§ Excerpt to read:
######

Summary: A Valentine's Sermon about God's love.

Love is . . .

Mark 12:30-31

February 13, 2022

If you’ve been to the stores since December 26, you’ve seen all of the displays. You can’t miss them, Valentine’s day is coming. Yet, as of Tuesday, it will be Easter stuff that is out, but good sales on candy!

With Valentine’s Day in mind, I wanted to look at love this week. Most of us would say we don’t need to go to the dictionary to look up the meaning of love. We know it. Yet, if I asked each of you to define love, we’d have lots of different definitions. There’s a multitude of definitions. Love can be a noun or a verb.

I don’t think it’s an easily defined word. Love has to do with God. It has to do with sex. It has to do with romance. It even has to do with tennis. There's a pretty wide range of what the definitions are.

Picture going on a romantic date and the guy wants to drop the L word.

You go to a nice dinner, walk around the lake, sit on a bench. It’s the perfect moment. But you wonder, will she really know the depth of your love. Saying “I love you” might not be enough. So, after looking in a dictionary, he looks into her eyes and says . . . “I have tender and passionate affections for you.” Somehow, that doesn't quite capture all that love is about.

In English we have only one word for love. That’s unfortunate. When you want to express the depths of your love, sometimes saying “I Love you” just doesn’t seem enough. You know what I mean?

The ancient Hebrews had the same dilemma. There was one Hebrew word. Everything about love in English and Hebrew has to be captured in the one word.

The Greeks had far more. There’s actually around 6 words. But I want to talk about 4 of them, then narrow it down to one.

Storge was a common word for love for Greeks. It may be the most frequently used word. It referred to the love between a parent and a child, especially between a mother and a child.

Then they had a different word for the love between really good friends. They used the word Phileo. It’s a word which expressed the depths of their friendship, care and compassion.

The Greeks had another word for a very strong passionate love: Eros. Eros means someone is drawn to another person sexually. This is where we get our word erotic. It’s the love between a husband and wife.

######

§ Dataset entries:
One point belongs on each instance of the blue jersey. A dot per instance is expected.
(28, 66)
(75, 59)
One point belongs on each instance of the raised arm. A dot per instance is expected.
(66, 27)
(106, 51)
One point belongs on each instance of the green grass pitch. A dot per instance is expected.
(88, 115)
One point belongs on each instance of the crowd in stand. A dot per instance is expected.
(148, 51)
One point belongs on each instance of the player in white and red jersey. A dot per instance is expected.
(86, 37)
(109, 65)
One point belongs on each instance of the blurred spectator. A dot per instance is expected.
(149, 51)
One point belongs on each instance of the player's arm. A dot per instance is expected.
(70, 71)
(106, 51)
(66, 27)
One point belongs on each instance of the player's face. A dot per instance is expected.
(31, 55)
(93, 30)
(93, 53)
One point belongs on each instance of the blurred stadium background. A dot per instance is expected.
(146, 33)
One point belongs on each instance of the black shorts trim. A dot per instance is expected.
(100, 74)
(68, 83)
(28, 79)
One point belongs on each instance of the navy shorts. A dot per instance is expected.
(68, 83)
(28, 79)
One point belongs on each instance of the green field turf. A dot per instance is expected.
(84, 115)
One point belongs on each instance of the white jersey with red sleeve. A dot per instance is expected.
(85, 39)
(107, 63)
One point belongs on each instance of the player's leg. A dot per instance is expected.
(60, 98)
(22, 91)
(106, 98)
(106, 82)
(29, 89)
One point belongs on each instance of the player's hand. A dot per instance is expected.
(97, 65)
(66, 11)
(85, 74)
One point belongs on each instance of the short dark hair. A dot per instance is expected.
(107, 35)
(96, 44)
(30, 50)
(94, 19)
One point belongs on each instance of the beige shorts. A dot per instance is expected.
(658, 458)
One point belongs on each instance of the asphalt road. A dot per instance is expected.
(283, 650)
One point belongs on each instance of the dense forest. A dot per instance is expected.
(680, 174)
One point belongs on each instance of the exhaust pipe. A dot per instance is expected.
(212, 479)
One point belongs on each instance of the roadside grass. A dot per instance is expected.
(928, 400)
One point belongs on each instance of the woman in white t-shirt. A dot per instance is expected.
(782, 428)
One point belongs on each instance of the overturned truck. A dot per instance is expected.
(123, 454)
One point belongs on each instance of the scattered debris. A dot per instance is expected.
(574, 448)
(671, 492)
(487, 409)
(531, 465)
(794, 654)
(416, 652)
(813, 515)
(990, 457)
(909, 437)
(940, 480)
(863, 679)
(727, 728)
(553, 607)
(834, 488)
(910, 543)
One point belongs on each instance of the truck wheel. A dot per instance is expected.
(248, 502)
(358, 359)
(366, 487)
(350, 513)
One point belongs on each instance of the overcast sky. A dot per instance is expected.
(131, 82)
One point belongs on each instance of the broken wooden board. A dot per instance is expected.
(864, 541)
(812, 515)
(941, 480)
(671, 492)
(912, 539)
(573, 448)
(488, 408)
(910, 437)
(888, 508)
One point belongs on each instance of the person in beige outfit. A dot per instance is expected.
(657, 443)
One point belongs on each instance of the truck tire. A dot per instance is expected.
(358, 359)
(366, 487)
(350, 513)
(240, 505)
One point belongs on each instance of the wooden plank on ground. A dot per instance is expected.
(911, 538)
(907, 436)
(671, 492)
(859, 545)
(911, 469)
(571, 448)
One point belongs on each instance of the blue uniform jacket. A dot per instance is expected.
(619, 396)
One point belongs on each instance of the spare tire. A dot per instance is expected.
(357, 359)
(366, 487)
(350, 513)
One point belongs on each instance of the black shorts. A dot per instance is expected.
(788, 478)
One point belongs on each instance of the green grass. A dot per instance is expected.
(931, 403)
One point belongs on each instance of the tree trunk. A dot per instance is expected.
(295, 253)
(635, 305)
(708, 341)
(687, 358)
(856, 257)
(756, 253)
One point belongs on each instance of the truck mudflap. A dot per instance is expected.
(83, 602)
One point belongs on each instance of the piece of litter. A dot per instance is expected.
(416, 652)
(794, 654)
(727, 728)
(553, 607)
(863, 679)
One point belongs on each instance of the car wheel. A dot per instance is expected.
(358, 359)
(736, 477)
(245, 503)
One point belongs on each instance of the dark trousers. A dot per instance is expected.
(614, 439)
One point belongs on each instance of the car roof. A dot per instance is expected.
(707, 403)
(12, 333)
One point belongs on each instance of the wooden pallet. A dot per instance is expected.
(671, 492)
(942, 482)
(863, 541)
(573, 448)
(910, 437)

######

§ Brief A: Below the items, set down the passage of the sermon on love verbatim, from "Mark 12:30-31" up to and including "the definitions are.".
§ Brief B: Continue the sermon on love from the point where the text ends, picking up after the last sentence given above the items.

§ Exercise response A:
Mark 12:30-31

February 13, 2022

If you’ve been to the stores since December 26, you’ve seen all of the displays. You can’t miss them, Valentine’s day is coming. Yet, as of Tuesday, it will be Easter stuff that is out, but good sales on candy!

With Valentine’s Day in mind, I wanted to look at love this week. Most of us would say we don’t need to go to the dictionary to look up the meaning of love. We know it. Yet, if I asked each of you to define love, we’d have lots of different definitions. There’s a multitude of definitions. Love can be a noun or a verb.

I don’t think it’s an easily defined word. Love has to do with God. It has to do with sex. It has to do with romance. It even has to do with tennis. There's a pretty wide range of what the definitions are.

§ Exercise response B:
Then there’s the 4th major type of love. That’s Agape love.

Interestingly, this word was not used very much and was even lesser used in ancient Greek literature.

There’s really a huge difference in these types of love. Agape is not centered in the relationship to the other person or their attractiveness. Agape is centered on the person who does the loving.

Agape love is more than a feeling oriented love. When the Greeks used the word they talked especially about action, doing something that is for the benefit of another person.

In storge, phileo and eros - we gain something from that relationship. But agape love is different.

Agape is rooted in the person who is doing the loving. Agape love is great to receive. And it is supernatural to give. It’s great to receive because everyone loves to be loved. We may not all admit it, but I believe there’s a universal desire to be loved by all people.

Some want to be hugged. Others are glad to be touched. Others want to be known, to be thought of as important. We want it to matter whether we come in late or don't come home at all. We want to have someone who will believe in us. The problem with all of these things is that we have been made to believe that so much is dependent upon our desirability.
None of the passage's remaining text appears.